DATA SECTION –
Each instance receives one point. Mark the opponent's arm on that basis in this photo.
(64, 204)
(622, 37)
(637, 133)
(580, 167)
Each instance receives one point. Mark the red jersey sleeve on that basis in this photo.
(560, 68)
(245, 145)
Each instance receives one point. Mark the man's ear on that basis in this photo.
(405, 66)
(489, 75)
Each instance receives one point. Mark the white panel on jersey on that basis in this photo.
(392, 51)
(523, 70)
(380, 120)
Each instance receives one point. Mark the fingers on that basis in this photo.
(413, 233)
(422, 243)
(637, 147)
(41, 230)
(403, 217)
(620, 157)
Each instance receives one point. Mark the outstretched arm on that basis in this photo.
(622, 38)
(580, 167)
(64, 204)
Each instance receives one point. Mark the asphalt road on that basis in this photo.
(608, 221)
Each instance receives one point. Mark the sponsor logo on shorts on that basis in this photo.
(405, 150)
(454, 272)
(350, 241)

WHAT IS NEEDED –
The records above must be repeated exactly, every one of them.

REPLY TO THE EXERCISE –
Each instance receives one point. Mark the opponent's arm on that basis in this photo.
(64, 204)
(622, 37)
(637, 133)
(580, 167)
Each instance receives one point. Mark the red jersey sleeve on that basis in this photo.
(560, 68)
(245, 145)
Each instance receives one point. Mark the man's ear on that basis in this photo.
(405, 66)
(489, 75)
Each instance receives one point. Mark the white panel on jersey on that basis in this photo.
(392, 51)
(523, 70)
(380, 120)
Each instance receives one point. Mark the fingers on that basis in this photo.
(413, 233)
(422, 243)
(637, 147)
(41, 230)
(403, 217)
(620, 157)
Each instance receives one point. Mark the outstretched arm on that basis in this photo.
(622, 38)
(580, 167)
(64, 204)
Each instance receives one point. Mark the asphalt road on that basis in this photo.
(608, 221)
Each instance receives one point. Mark the sponsor logo on shorts on that basis in this photo.
(405, 150)
(454, 272)
(350, 241)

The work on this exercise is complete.